## Extract to read
====

Snyder uses slow motion the way a nervous comedian uses filler words. It's there to fill space where emotion should be.

In a great film, slow motion is used sparingly — for moments of genuine dramatic weight. The bullet dodge in The Matrix. The beach landing in Saving Private Ryan. It slows down because the moment MATTERS.

In a Snyder film, slow motion is used because... it looks cool? A character walks through a wheat field in slow motion. A character draws a sword in slow motion. Rain falls in slow motion. None of these are emotional beats. They're screensavers.

Rebel Moon has so much slow motion that the actual runtime would be 30 minutes shorter at normal speed. That's not style — that's padding. And Netflix paid $166M for it.

The Crew Perspective

Snyder attracts talented crews because his productions are big, well-funded, and visually ambitious. Cinematographers, VFX artists, and production designers genuinely get to do impressive work on his films.

But here's the tragedy: all that beautiful work is in service of stories that don't land. The DP can light a perfect frame, but if the audience doesn't care about what's happening in it, the craft is invisible. The VFX team can build an incredible alien world, but if the characters in it are thin, the world doesn't matter.

====

## Excerpted records
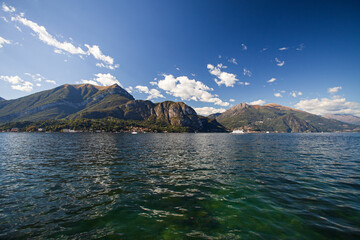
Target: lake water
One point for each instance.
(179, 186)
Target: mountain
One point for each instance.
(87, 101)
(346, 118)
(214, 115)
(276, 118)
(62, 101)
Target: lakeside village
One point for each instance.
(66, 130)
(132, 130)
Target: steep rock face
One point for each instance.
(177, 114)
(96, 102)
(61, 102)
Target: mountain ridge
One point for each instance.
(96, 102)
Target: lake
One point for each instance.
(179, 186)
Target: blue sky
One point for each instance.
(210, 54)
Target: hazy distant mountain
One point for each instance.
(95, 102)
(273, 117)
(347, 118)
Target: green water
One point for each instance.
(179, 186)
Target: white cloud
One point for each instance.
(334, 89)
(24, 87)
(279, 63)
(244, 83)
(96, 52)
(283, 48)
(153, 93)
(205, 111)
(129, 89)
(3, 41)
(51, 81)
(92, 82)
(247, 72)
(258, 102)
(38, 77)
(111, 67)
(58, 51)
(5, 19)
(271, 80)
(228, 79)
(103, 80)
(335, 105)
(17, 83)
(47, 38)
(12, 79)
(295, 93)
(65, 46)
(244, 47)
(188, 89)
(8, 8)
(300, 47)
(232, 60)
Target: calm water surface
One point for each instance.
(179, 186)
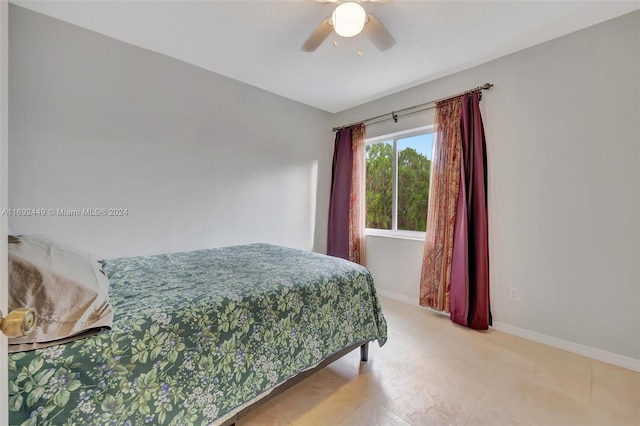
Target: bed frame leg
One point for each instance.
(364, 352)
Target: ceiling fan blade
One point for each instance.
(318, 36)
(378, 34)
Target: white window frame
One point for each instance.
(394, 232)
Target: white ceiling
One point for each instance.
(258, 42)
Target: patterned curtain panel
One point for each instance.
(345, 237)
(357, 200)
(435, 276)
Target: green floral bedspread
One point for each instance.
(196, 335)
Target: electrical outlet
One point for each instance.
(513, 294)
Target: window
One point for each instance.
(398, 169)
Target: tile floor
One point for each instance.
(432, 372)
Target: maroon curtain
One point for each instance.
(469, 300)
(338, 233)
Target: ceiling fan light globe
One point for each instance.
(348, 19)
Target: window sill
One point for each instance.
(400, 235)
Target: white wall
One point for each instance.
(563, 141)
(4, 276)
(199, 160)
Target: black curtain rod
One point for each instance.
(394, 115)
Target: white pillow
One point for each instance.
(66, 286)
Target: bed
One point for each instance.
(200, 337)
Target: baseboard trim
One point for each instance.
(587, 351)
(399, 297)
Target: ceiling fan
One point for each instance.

====

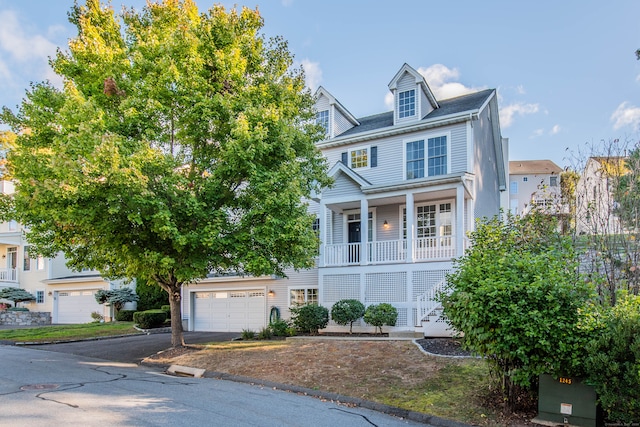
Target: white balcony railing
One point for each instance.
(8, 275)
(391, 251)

====

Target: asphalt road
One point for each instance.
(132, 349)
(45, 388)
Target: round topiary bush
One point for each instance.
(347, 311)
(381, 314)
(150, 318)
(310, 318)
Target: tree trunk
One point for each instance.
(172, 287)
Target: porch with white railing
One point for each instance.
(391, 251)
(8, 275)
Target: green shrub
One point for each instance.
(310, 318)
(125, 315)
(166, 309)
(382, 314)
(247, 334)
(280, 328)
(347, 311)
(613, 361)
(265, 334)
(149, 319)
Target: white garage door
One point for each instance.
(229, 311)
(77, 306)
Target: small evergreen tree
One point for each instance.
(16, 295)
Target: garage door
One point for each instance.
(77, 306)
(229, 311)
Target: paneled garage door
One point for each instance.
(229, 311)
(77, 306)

====

## Complete the following
1. In the piece on Snyder's use of slow motion, how much did Netflix pay for Rebel Moon?
2. Carry on the piece about Snyder's slow motion from its final sentence.

## Answers for the exercise
1. $166M

2.
These crew members could be doing the same caliber of work on films with stories that match the visuals. Instead, they create stunning imagery for movies that people scroll past on Netflix.

The Fix That Won't Happen

Snyder needs a strong writer-producer who will push back. Someone who says "this scene is beautiful but it doesn't advance the story." Someone who cuts the slow motion by 80%. Someone who demands a script that stands on its own before a single frame is shot.

But that won't happen because Netflix gave him creative freedom, the Snyder fan community validates everything he does, and the man genuinely believes his vision is working. The numbers say otherwise. The reviews say otherwise. But the blank check keeps coming.